■ Work to do
1. According to the text on returning references in Rust, why does the Box take up two pointers instead of one?
2. List every name that the code sample in the text on returning references in Rust defines, and say whether each is a struct, a field or a method.
3. Continue the text on returning references in Rust from the point where it stops.

### Given text ###

It is incorrect to return reference to stack-allocated data, as it will immediately outlive the object it refers to. The only kind of references that can always be returned, no questions asked, are those whose lifetime is 'static - which Rust will carefully check. References to freshly allocated data are definitely not 'static.

Fortunately, there is a way around it: it is safe to return a reference when Rust can prove that the reference outlives the data. For example:

// Memory backed by a Vec
struct VecMemory {
    data: Vec<u8>
}

impl VecMemory {
    fn as_slice(&self) -> &[u8] {
        &self.data
    }
}

as_slice() may return a reference because that reference provably outlives the object it refers to. If we undo the lifetime elision, the signature of as_slice() would be:

fn as_slice<'a>(&'a self) -> &'a [u8]

The next question is what should the closure return? If it returned a Vec, as suggested by @E_net4, or a VecMemory (which again just holds a Vec), then the use of a vector as the underlying storage would be baked into the interface. To support different storage types, the closure should return what other languages would call an interface. The closest Rust equivalent is a trait object, which is specified in return context as Box<SomeTrait>.

With this design, the closure effectively heap-allocates a resource management object and returns a two-pointer-sized box that provides ownership and a uniform interface to the heap-allocated value. The user of the box is communicating with the implementation only through the box, which uses an internal vtable to talk to the implementation. (Pointer to the vtable is the reason why the Box itself takes up two pointers, not one.) In other words, return value of the closure is such that it erases the concrete type returned.

### Supplied material ###

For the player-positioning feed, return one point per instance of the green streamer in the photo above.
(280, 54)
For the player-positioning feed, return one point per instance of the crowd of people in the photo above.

###

■ Answers by task
1. Because it also holds a pointer to the vtable.

2. VecMemory (struct), data (field), as_slice (method)

3.
use std::fs::File;
use std::io::prelude::*;

trait Memory {
    fn as_slice(&self) -> &[u8];
    // a real-life trait would likely also define
    // as_slice(&mut self) -> &mut [u8]
}

// Memory backed by a Vec
struct VecMemory {
    data: Vec<u8>
}

impl Memory for VecMemory {
    fn as_slice(&self) -> &[u8] {
        &self.data
    }
}

fn main() {
    test(&|path| {
        if false {
            let mut data: Vec<u8> = Vec::new();
            let mut file = File::open(path).unwrap();
            file.read_to_end(&mut data).unwrap();
            return Some(Box::new(VecMemory { data: data }));
        }
        None
    });
}

// loader returns a boxed trait object whose underlying memory
// can be accessed as long as the box is alive.
fn test<'a>(_loader: &Fn(&str) -> Option<Box<Memory>>) {}

To use mmap for the storage, one would write a different Memory implementation, say Mmap. This one would store the raw pointer and the size of the memory returned by mmap(). It would call mmap() in new() and munmap() in Drop::drop. Most importantly, Mmap would implement Memory using an unsafe block to construct a slice from the stored pointer and length. Again, this is safe because lifetime of the reference will be tied to the lifetime of Mmap.

user4815162342
  • 141,790
  • 18
  • 296
  • 355
2

You do not want to return a reference here because your data only exists inside the closure. Unless you wish to change the callback API to something that modifies a buffer by mutable reference, a simpler (and still idiomatic) approach would be returning the vector.

test(&|path| {
    if false {
        let mut data: Vec<u8> = Vec::new();
        let mut file = File::open(path).unwrap();
        file.read_to_end(&mut data).unwrap();
        return Some(data);
    }
    None
});

Then, modify the consumer function test to return the vector, thus retaining ownership. If you need to, you can obtain a reference to the data inside the vector by calling as_slice.

pub fn test<'a>(loader: &Fn(&str) -> Option<Vec<u8>>) {}

I want to use the return type &[u8] because I am thinking about using mmap and the implementation that looked promising exposed &[u8] to access the data

You probably mean that you would like your functions to return &[u8]. Even in this case, the data has to be owned somewhere else, and this is something that you have to handle yourself. This could involve having some kind of ResourceHandler struct that would provide slices that live as long as the resource handler.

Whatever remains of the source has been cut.